Records from a point labeling set:

-- begin --

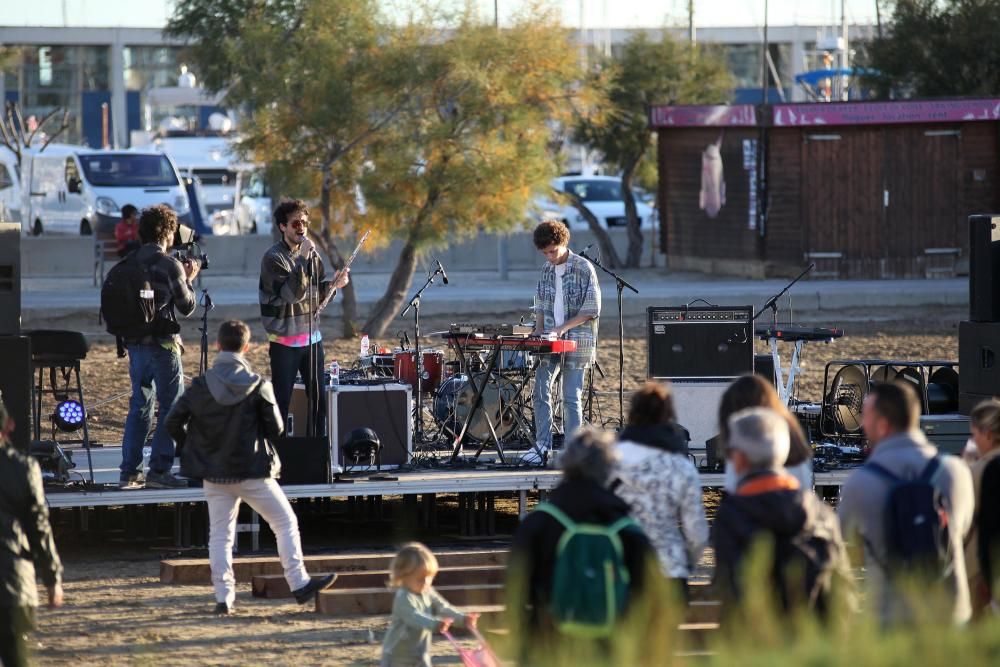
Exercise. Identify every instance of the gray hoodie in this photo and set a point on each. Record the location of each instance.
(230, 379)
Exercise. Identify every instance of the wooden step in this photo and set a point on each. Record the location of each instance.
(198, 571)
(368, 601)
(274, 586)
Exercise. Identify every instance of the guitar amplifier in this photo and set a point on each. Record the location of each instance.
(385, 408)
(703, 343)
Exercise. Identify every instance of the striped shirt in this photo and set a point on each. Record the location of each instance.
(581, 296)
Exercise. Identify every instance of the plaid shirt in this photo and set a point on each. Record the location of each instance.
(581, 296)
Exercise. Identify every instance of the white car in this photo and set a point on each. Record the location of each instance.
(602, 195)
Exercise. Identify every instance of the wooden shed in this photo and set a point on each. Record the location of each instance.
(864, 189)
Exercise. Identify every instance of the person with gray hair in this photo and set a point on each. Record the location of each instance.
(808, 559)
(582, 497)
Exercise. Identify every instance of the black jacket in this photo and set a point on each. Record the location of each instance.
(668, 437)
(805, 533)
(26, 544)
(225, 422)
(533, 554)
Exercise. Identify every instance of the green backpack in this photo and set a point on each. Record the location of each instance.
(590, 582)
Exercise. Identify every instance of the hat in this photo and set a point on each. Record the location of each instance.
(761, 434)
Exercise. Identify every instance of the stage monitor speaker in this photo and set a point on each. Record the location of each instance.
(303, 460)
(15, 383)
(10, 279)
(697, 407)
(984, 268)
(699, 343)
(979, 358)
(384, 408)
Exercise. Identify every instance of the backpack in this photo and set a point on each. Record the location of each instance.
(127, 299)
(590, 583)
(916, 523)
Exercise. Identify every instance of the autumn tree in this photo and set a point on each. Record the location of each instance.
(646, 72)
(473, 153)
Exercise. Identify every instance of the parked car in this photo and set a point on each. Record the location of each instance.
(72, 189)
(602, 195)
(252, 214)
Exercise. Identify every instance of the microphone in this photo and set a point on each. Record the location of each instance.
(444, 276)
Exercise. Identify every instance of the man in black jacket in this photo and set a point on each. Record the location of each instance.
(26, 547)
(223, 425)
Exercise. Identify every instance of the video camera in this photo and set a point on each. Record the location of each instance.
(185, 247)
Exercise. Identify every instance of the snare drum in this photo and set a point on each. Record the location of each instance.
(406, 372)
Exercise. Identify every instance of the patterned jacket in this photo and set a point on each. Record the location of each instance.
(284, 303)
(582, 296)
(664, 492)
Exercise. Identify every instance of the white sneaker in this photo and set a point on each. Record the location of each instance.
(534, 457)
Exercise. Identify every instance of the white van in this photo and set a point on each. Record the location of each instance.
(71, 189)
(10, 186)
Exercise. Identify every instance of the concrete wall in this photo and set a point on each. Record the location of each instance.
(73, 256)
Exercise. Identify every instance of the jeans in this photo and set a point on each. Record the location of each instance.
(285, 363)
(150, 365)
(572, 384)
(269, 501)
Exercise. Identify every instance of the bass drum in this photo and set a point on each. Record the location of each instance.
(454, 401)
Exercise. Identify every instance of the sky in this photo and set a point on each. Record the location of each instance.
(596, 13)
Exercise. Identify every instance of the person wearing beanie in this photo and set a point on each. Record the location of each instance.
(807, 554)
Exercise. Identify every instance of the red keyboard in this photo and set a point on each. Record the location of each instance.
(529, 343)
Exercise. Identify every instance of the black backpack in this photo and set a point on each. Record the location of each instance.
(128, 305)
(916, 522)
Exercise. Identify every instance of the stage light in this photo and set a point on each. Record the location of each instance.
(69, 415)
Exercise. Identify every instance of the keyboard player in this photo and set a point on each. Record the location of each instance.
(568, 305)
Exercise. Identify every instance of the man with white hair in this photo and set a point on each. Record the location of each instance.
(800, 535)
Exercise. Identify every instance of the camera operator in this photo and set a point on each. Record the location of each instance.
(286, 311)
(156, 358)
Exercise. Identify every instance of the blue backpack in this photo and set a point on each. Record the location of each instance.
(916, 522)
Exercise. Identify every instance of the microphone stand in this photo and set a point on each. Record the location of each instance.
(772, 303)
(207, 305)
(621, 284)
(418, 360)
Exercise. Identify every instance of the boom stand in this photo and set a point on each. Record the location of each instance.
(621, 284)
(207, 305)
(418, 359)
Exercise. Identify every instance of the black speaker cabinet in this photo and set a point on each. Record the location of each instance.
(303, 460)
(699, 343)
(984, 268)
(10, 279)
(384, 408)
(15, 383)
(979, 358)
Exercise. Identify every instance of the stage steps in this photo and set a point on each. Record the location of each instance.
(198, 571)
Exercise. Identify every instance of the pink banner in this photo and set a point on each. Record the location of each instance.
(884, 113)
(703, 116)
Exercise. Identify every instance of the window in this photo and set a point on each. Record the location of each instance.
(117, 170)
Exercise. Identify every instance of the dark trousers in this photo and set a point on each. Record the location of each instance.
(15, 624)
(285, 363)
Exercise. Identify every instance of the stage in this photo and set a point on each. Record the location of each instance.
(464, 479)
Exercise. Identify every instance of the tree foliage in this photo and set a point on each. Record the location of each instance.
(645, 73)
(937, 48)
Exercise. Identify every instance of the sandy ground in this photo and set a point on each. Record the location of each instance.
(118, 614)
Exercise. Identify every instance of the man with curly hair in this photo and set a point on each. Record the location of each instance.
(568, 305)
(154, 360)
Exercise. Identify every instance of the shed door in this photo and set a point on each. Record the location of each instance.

-- end --
-- begin --

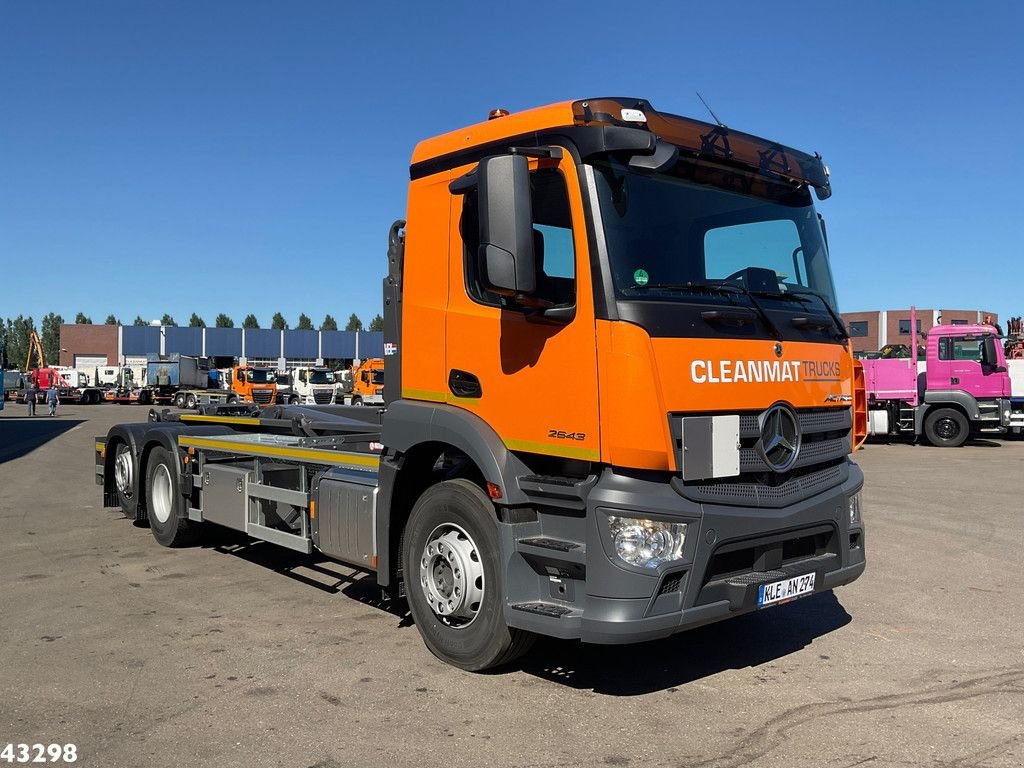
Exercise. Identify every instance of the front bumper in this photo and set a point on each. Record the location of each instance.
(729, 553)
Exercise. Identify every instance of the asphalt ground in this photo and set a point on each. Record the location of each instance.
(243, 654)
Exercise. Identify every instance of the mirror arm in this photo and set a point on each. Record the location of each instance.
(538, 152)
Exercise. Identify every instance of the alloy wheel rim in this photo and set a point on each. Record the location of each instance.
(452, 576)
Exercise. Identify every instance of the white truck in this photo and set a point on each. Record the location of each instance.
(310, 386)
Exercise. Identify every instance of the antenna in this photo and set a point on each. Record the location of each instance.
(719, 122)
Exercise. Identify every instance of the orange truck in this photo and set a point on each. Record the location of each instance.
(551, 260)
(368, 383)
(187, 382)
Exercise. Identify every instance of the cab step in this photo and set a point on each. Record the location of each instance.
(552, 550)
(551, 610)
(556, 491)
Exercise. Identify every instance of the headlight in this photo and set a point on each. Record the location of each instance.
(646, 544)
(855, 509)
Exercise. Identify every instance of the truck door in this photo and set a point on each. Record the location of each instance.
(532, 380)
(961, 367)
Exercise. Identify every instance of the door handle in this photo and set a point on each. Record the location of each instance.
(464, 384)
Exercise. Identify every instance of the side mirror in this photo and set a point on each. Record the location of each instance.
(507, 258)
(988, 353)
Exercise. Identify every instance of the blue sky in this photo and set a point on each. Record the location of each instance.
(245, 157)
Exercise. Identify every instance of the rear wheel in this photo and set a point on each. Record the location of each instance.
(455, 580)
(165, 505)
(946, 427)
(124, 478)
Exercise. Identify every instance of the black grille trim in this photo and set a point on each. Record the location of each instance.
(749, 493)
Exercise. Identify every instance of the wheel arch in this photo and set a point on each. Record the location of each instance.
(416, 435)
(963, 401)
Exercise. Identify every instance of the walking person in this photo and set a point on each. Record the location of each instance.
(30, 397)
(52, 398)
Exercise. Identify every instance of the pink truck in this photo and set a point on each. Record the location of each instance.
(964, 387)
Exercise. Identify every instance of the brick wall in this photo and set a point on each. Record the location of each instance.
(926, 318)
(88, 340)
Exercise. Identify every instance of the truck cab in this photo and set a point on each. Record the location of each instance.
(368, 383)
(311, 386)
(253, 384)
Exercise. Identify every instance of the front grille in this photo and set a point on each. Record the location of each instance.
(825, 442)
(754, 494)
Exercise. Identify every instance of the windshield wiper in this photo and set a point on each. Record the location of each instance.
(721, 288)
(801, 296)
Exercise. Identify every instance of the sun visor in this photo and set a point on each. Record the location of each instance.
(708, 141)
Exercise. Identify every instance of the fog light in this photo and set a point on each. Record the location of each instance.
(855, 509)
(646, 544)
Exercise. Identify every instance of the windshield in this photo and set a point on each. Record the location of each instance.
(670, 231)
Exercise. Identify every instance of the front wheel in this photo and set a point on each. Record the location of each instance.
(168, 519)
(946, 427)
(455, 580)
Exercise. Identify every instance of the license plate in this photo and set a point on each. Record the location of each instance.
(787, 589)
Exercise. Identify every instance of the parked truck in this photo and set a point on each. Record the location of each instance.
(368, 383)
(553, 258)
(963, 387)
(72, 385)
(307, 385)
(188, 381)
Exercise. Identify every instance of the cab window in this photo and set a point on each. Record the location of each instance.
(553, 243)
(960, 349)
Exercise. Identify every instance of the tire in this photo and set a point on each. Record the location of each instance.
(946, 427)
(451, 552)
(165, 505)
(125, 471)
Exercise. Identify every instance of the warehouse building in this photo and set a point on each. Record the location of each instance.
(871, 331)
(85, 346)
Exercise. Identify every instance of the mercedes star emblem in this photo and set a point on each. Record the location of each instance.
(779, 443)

-- end --
-- begin --

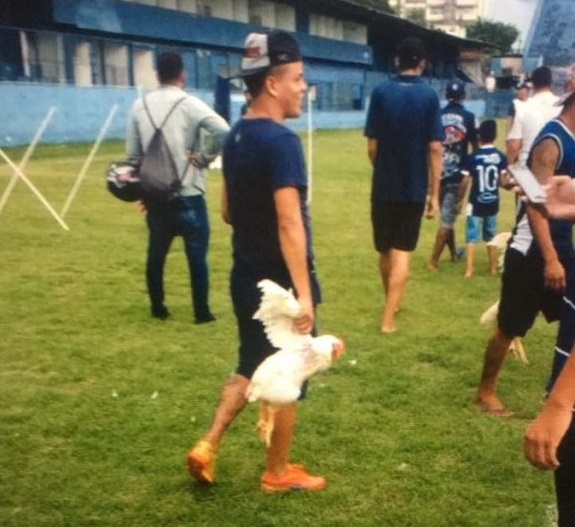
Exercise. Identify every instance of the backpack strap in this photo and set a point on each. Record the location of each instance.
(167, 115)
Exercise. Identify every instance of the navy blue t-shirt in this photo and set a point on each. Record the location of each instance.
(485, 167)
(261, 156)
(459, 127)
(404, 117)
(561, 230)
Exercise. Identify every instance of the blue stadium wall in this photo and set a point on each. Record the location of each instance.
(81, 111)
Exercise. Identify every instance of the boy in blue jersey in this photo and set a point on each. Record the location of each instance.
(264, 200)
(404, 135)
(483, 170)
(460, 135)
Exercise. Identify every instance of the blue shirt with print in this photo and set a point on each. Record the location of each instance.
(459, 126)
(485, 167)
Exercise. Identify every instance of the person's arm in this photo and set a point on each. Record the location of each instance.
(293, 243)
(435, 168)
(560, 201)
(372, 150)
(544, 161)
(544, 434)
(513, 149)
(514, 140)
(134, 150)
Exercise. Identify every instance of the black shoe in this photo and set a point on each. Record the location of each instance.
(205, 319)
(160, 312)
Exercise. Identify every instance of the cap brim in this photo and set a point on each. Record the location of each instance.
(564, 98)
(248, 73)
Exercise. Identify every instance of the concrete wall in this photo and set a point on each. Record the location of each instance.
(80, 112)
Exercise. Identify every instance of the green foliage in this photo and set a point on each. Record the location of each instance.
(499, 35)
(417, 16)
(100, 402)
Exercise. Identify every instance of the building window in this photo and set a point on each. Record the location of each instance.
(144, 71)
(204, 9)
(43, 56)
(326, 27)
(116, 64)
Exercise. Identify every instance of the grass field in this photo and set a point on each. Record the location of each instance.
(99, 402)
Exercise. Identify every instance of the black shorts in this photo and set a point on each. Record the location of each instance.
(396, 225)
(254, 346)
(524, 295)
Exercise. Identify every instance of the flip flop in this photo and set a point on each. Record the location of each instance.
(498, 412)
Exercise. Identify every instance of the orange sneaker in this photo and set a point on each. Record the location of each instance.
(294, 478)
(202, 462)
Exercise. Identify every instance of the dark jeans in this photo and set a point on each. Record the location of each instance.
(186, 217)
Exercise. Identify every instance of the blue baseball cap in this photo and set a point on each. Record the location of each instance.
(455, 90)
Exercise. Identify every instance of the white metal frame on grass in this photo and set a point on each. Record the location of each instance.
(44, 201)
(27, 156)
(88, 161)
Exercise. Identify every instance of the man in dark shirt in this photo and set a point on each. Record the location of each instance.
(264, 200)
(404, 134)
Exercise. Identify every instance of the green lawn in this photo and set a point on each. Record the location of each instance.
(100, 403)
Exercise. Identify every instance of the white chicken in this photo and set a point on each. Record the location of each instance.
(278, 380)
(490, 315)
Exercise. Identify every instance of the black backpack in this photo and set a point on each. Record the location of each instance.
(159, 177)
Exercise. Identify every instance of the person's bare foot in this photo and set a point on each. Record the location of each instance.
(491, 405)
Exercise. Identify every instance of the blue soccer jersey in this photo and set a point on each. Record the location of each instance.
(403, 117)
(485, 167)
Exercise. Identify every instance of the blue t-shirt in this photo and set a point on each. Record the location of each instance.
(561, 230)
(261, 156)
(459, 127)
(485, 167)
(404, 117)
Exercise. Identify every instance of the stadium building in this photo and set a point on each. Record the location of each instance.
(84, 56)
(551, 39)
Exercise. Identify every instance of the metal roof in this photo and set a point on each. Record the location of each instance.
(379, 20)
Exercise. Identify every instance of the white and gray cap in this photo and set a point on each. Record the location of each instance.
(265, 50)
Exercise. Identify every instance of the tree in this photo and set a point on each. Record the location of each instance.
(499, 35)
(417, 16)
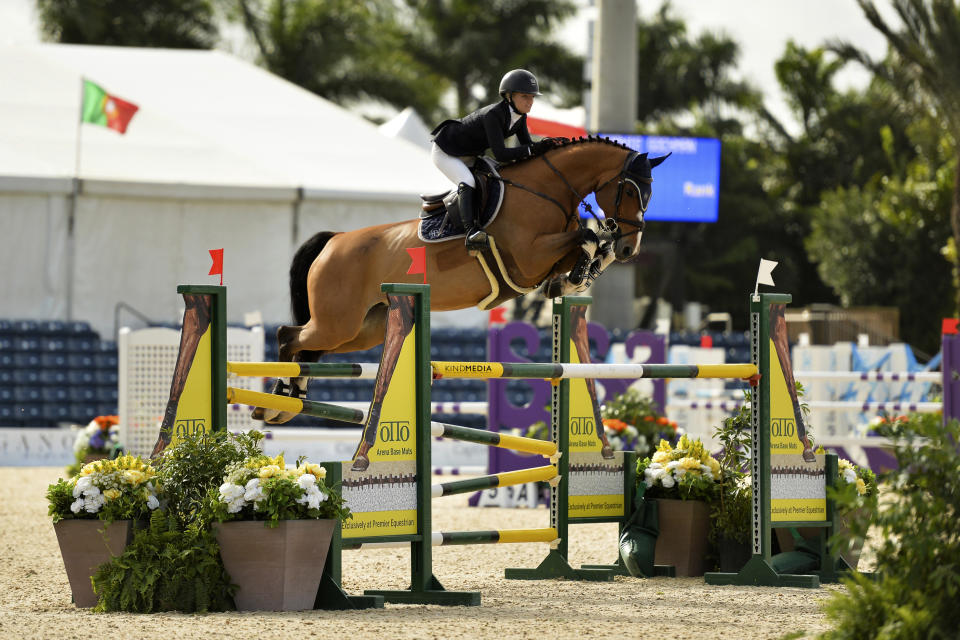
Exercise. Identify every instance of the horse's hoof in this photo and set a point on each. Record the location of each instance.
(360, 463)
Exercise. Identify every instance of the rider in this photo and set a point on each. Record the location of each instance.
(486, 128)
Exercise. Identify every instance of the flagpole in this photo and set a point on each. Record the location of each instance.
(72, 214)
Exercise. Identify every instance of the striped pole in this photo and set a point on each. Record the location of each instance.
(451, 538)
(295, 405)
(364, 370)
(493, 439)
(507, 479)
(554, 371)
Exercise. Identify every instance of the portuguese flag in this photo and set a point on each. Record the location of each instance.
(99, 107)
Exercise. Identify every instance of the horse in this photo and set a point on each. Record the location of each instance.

-- end --

Count the lines of the material above that contain the string "microphone", with case counting. Give only the number.

Answer to the task:
2